▸ Exercise materials:
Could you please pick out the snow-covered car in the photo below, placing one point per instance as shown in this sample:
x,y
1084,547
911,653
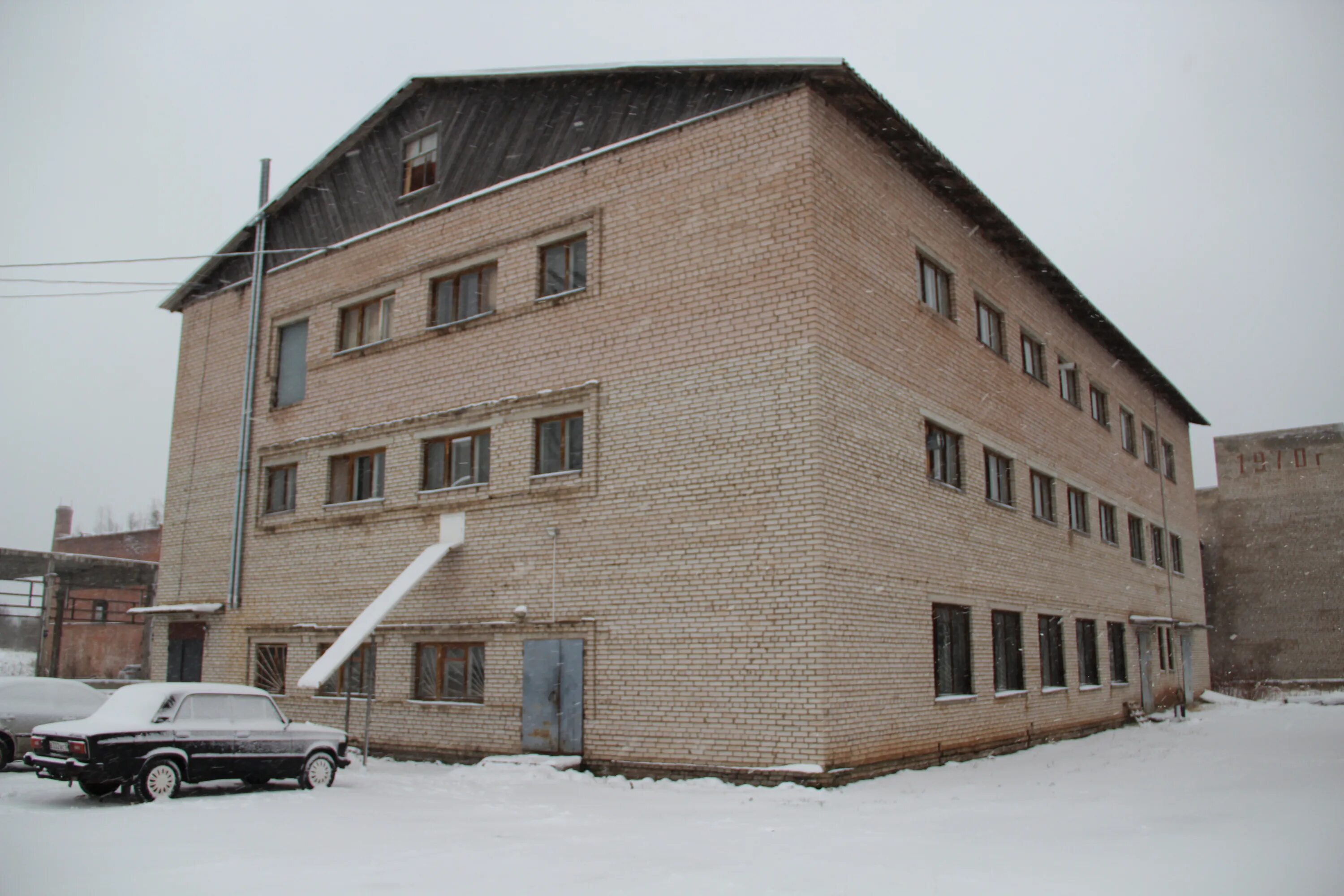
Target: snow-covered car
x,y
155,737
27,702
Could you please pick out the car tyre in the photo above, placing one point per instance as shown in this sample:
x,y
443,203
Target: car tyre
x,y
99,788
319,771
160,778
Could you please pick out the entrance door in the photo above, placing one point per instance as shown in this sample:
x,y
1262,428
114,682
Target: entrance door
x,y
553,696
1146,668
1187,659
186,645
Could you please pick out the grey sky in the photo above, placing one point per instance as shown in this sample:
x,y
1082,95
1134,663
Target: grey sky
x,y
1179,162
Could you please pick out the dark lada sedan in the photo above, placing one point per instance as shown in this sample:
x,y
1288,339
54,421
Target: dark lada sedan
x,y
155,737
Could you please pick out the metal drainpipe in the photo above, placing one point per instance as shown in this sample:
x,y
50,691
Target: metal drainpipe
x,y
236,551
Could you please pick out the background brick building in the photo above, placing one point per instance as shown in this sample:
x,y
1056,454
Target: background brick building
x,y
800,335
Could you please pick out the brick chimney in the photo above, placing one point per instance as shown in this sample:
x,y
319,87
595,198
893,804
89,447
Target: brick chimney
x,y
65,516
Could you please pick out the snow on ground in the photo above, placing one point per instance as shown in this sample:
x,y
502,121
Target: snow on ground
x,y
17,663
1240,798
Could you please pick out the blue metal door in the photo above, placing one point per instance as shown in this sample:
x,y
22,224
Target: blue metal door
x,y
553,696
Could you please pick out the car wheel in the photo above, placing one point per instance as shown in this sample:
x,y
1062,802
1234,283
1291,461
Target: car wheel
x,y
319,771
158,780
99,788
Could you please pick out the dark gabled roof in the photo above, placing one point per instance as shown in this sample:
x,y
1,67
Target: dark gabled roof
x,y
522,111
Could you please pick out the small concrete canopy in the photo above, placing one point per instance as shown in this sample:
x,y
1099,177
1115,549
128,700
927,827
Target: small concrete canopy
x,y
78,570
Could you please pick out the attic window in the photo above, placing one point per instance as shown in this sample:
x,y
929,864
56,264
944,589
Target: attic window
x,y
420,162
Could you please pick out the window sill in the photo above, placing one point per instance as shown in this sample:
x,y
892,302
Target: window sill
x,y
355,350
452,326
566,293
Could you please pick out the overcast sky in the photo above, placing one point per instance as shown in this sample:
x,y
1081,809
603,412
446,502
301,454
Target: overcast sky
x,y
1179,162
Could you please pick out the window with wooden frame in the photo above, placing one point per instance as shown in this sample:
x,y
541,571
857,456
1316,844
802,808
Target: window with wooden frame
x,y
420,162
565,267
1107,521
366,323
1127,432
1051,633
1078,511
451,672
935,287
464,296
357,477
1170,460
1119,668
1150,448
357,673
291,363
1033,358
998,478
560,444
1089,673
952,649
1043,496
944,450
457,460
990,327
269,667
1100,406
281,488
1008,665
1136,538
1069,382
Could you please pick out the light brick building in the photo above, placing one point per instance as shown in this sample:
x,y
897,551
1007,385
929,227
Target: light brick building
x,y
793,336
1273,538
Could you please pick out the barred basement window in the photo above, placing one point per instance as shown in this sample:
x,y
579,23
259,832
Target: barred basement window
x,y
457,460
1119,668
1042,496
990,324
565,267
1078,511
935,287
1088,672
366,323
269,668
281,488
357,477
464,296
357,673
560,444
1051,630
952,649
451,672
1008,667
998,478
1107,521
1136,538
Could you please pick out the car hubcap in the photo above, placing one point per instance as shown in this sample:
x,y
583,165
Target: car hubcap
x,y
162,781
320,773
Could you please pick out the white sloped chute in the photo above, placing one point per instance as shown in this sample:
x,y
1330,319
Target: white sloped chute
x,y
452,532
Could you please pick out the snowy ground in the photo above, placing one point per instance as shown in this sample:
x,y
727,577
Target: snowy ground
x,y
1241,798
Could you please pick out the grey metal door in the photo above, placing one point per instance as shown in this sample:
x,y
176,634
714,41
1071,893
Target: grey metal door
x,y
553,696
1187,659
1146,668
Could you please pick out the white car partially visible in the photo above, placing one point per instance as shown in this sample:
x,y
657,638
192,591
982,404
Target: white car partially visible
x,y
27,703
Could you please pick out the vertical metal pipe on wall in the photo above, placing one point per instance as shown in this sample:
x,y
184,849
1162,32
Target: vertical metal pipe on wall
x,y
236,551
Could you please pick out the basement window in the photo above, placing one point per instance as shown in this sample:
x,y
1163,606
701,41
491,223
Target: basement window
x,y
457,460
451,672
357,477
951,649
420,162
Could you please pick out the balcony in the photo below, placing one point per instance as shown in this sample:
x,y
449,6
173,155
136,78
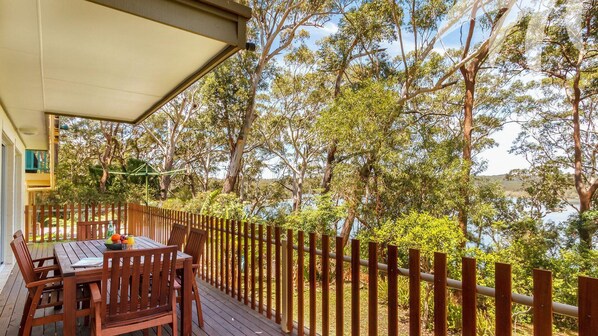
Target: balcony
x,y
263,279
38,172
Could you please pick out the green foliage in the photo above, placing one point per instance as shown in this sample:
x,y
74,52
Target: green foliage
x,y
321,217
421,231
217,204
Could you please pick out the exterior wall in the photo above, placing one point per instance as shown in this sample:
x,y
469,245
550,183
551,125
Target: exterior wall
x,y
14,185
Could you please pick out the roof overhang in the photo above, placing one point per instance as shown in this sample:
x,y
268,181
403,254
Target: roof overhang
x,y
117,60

▸ Task requirements:
Copy the entire listing above line for line, changing nothing, and leave out the pictures.

▸ Reply:
Could you please pick out the snow-covered car in the photo below, placing one point per instance as shown in this sample:
x,y
1084,547
911,653
Target: snow-covered car
x,y
155,737
27,702
Could you please pick out the car tyre in the photo above, placing one point per instance as shown in this sample:
x,y
443,203
Target: car tyre
x,y
99,788
319,771
160,778
Could you please pick out the entrance door in the photo above, placing one point per instance as shown in this sample:
x,y
1262,428
114,682
Target: entrance door
x,y
553,696
1146,668
1187,659
186,645
Could you please pick out the grey sky in the photo above, placing one point per instance as shown in this sample:
x,y
1082,95
1134,663
Target: grey sky
x,y
1179,162
Could you please pick out the dark lada sedan in the photo above, placing one point per instance as shown in this sample:
x,y
1288,339
54,421
Target: dark lada sedan
x,y
155,737
Could you please pick out the metal drainpipe in the photo above, placing one point per instance as shown in this sample:
x,y
50,691
Target: metal drainpipe
x,y
236,551
Could you please pick out the background brick building in the photo above, placing one point per instance as shown in this sample:
x,y
1056,454
Target: background brick building
x,y
800,335
Could you please pick out the brick chimney in the photo above, placing one point per instance as shown in this sample:
x,y
319,87
595,198
893,804
89,447
Target: brick chimney
x,y
65,516
Could you please pick out the snow on ground in the photo above, placing one point per instance as shown in this sample:
x,y
502,121
Target: snow on ground
x,y
17,663
1240,798
Could you please pick out the blue metal door in the photo above, placing one point per instance as shown in this sample:
x,y
22,224
Target: blue metal door
x,y
553,696
Could you please pick out the car wheel in the photo above, placing one point per instance as shown in this sample:
x,y
1062,802
1234,283
1291,461
Target: car wheel
x,y
319,771
158,780
99,788
Could you please pick out the dark gabled roof in the photo above, placing one point per instance as shown in this sample:
x,y
1,67
Target: dark gabled roof
x,y
522,111
Could you please pick out the small concrete canopy in the photo above, placing one point per instance as shown in this sample:
x,y
1099,177
1115,549
128,700
927,827
Target: small concrete canopy
x,y
78,570
Could you please pick out the attic window in the photo above, placing one point per instance as shown in this sample:
x,y
929,864
56,264
944,589
Target: attic window
x,y
420,162
Could you please pick out the window sill in the photo above, placing one point per instance as shown in this sample:
x,y
892,302
Target: window sill
x,y
355,350
452,326
566,293
Could you please pick out the overcast sky in the photo above, placing one point per instance as shown in this sample:
x,y
1081,809
603,412
446,502
301,454
Target: overcast sky
x,y
1179,162
Could you please pick out the window with wooden frame in the photo above, placing one point per instance as shown in this sample:
x,y
541,571
857,456
1316,844
802,808
Target: window with wooden frame
x,y
420,162
565,267
1107,521
366,323
1127,432
1051,633
1078,511
451,672
935,287
464,296
357,477
1170,460
1119,668
1150,448
357,673
291,363
1033,358
998,478
560,444
1089,673
952,649
1043,496
944,450
457,460
990,327
269,667
1100,406
281,488
1008,665
1136,538
1069,382
Could you please pick out the light brick building in the photo above, placing one point per instance as shown in this sample:
x,y
897,551
1007,385
929,227
Target: light brick building
x,y
793,336
1273,538
Could you please pick out the barred basement window in the photo above, placing one point per instance as shown in this sample:
x,y
579,23
259,832
Target: barred basement window
x,y
457,460
1119,668
1042,496
990,324
565,267
1078,511
935,287
1088,672
366,323
269,668
281,488
357,477
464,296
357,673
560,444
1051,630
952,649
451,672
1008,667
998,478
1107,521
1136,538
Could you please pick out the car hubcap in the photo above, placing one point per instance as shown in this sample:
x,y
583,165
Target: car hubcap
x,y
162,781
320,773
Could you please pick out the white sloped chute in the photo above, placing one point per instance as shown in this sample:
x,y
1330,319
Target: white sloped chute
x,y
452,532
Could you please pick out the snowy ground in the photo above, placing one point per instance as shown in this sample:
x,y
727,577
Target: snowy ground
x,y
1241,798
Could you please pick out the grey metal door in the photo above, placing one point per instance as shown in this sample:
x,y
176,634
714,41
1071,893
Target: grey metal door
x,y
553,696
1187,659
1146,668
Could you please pick out the white car partially visible in the photo above, placing one point per instance as shown in this sample:
x,y
657,638
192,591
982,404
Target: white car partially visible
x,y
27,703
Could you please pick out the vertical metal pipe on wall in the photo above, placing one point per instance as shown in this sample:
x,y
184,849
1162,32
Target: vertical metal pipe on wall
x,y
236,551
Could you please pick out the basement window in the photo above, placing one point per instance as shown in this sample:
x,y
1163,606
701,41
491,223
Target: basement window
x,y
457,460
451,672
357,477
951,649
420,162
Could you please pick out the balcony in the photo below, placing one point per instance as shown in this sample:
x,y
449,6
173,155
136,78
Target: balcony
x,y
263,279
38,172
Could you please pick out the green foliage in the photo above, placing one point per instance as shown in this sample:
x,y
74,52
Target: green foliage
x,y
321,217
421,231
217,204
Could you please pick out the exterior wall in the photo above, placing one point per instance as shown in this sample:
x,y
469,245
550,183
551,125
Target: exterior wall
x,y
14,185
Could you please pick out the roof overhang in the photo above, placing one point per instance as shown in this sample:
x,y
268,181
403,254
Target: roof overhang
x,y
117,60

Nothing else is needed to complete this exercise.